**What you are asked to do**
Within the records that follow, find every line containing the string "middle". Copy those lines.

**Referring expression pointing data**
◇ ◇ ◇ ◇ ◇ ◇ ◇

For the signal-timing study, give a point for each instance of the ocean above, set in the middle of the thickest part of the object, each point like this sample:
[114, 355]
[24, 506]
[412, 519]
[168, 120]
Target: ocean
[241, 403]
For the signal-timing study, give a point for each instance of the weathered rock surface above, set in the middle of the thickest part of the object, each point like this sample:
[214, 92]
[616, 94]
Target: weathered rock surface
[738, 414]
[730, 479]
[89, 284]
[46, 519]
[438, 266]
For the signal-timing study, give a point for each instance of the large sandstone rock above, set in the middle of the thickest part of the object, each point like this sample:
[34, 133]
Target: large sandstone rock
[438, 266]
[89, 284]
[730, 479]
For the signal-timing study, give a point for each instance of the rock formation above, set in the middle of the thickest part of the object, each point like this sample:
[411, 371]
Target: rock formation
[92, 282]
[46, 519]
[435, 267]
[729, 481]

◇ ◇ ◇ ◇ ◇ ◇ ◇

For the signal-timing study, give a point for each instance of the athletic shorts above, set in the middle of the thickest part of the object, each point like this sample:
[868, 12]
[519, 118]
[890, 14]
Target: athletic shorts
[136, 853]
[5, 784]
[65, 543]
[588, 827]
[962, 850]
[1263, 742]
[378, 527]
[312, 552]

◇ ◇ ◇ ◇ ◇ ◇ ◇

**Task result**
For the signal-timing study, give a point for each instance of the ocean above, set in the middle of the thickest part of the object, each point like this sample:
For the signal-timing study, give a point for each instance of the weathered rock surface above, set in the middle of the thickest part of the object, each point like this sample:
For the signal-timing study, give a point for each instance of the large sandstone rock above, set in the middle of the thickest part of the object, each point like this sample:
For the signal-timing study, give a point for each instance of the rock formation above, set in the middle of the thickest part of the object, each point like this sample:
For the signal-timing study, give a point for each instance of the athletic shorts above, set in the middle of the thickest part of the object, each point like this sample:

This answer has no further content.